===== EXERCISE DATA =====
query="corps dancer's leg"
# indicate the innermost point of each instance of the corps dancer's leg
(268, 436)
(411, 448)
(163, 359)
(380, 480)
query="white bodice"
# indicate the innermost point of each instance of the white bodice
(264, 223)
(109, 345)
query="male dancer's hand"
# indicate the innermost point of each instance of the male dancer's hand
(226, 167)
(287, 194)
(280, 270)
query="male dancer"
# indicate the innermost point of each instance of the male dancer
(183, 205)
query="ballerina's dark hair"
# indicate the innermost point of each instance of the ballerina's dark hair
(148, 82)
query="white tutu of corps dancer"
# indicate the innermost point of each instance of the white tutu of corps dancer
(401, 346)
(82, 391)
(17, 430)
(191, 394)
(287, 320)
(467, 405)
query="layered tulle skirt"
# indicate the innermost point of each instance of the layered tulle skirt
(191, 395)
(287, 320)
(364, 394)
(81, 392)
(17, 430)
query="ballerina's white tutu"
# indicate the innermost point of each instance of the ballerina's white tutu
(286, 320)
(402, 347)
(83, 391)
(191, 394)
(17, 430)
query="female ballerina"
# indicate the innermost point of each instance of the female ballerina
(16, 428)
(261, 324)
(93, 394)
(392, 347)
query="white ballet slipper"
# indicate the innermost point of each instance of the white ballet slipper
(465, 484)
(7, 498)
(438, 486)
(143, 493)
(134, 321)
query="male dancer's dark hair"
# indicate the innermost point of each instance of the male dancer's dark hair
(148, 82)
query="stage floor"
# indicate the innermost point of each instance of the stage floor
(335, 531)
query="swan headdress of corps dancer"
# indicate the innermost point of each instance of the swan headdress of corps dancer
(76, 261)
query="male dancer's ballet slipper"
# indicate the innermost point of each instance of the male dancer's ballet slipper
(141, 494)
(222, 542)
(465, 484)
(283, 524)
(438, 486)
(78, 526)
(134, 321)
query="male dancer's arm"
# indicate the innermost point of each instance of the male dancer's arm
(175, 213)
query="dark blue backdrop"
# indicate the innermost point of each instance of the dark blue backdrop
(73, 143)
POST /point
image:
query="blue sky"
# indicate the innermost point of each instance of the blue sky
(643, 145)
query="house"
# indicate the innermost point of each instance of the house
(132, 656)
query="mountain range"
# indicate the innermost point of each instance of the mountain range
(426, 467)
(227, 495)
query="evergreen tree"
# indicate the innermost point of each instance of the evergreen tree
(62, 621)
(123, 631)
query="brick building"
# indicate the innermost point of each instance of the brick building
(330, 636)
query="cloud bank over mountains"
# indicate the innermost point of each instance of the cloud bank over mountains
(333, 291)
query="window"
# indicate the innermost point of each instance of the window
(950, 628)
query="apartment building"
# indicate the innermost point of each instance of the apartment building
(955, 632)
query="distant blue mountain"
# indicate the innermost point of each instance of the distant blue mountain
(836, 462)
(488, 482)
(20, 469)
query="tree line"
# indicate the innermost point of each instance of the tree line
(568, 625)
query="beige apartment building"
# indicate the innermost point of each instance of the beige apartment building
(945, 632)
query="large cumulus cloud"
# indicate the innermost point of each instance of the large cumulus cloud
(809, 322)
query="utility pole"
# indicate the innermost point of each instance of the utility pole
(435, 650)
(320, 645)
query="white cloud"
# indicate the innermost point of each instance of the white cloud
=====
WHAT IS NEEDED:
Copy every line of the records above word for word, changing nothing.

SOLUTION FOR THIS TASK:
query="corps dancer's leg"
# indicate the innermost point of each instance of the corps dancer's leg
(268, 436)
(411, 448)
(163, 359)
(380, 480)
query="white bodice"
# indicate the innermost point of each instance of the white bodice
(264, 223)
(109, 345)
query="male dancer's hand"
# indicate the innermost point of each instance of the male dancer's hand
(226, 167)
(287, 194)
(280, 270)
query="male dancer"
# indicate the innermost point of each instance of the male dancer
(183, 205)
query="ballerina's dark hair"
# indicate the innermost point of each instance of the ballerina's dark hair
(148, 82)
query="white tutu of corps dancer"
# indicate the innermost point of each instance of the white tutu of corps dancer
(401, 346)
(82, 391)
(17, 430)
(191, 394)
(287, 320)
(467, 405)
query="layered tulle skirt"
# indicate the innermost point of each instance of the layered tulle skirt
(191, 395)
(287, 320)
(364, 394)
(81, 392)
(17, 430)
query="ballerina's white tutu"
# indicate the innermost point of each instance of the ballerina's white tutu
(286, 320)
(402, 347)
(83, 391)
(191, 394)
(17, 430)
query="female ballerina"
# indicate the innermost point of each instance of the female ballerina
(16, 428)
(261, 324)
(93, 394)
(392, 347)
query="white ballet slipper"
# indicate the innermost point of each instance of the white ballet slipper
(465, 484)
(7, 498)
(438, 486)
(143, 493)
(134, 321)
query="male dancer's dark hair"
# indicate the innermost point of each instance of the male dancer's dark hair
(148, 82)
query="stage floor"
# indicate the innermost point of each instance of the stage floor
(335, 531)
query="swan headdress of corps dancer"
# indicate the innermost point of each instance of the swan headdress of corps dancer
(76, 261)
query="male dancer's ballet slipper"
# indicate the innermost point of each instance of the male dancer's ballet slipper
(141, 494)
(222, 542)
(465, 484)
(283, 524)
(438, 486)
(78, 526)
(134, 321)
query="male dancer's arm"
# indicate the innermost point of each instance of the male dancer's arm
(175, 213)
query="dark blue backdrop"
# indicate the innermost point of each instance of the dark blue backdrop
(73, 143)
POST /point
image:
query="blue sky"
# indicate the innermost point of each instance of the blue sky
(643, 145)
query="house"
# indicate the innermost point of each instance of the house
(132, 656)
query="mountain range"
# indicate the innermost point of each instance of the mountain range
(426, 467)
(227, 495)
query="evergreen tree"
# indicate the innermost point of each instance of the evergreen tree
(62, 621)
(123, 631)
query="brick building"
# indicate the innermost point of each instance of the brick building
(330, 636)
query="cloud bank over mountains"
# indicate the innermost point of each instance of the cloud bank over mountains
(333, 291)
query="window"
# indicate the innermost point of each instance of the window
(950, 628)
query="apartment building"
# indicate the innermost point of each instance of the apartment building
(955, 632)
query="distant blue mountain"
# indicate the innermost point of each instance of the distant blue mountain
(836, 462)
(488, 482)
(20, 469)
query="tree line"
# indicate the innermost point of each instance of the tree line
(568, 625)
query="beige apartment building"
# indicate the innermost point of each instance of the beige apartment building
(945, 632)
query="large cumulus cloud"
# indicate the innermost point of each instance of the large cumulus cloud
(809, 322)
query="utility pole"
# indicate the innermost point of each instance of the utility pole
(435, 650)
(320, 645)
query="white cloud"
# indicate the innermost point of each instance of the white cloud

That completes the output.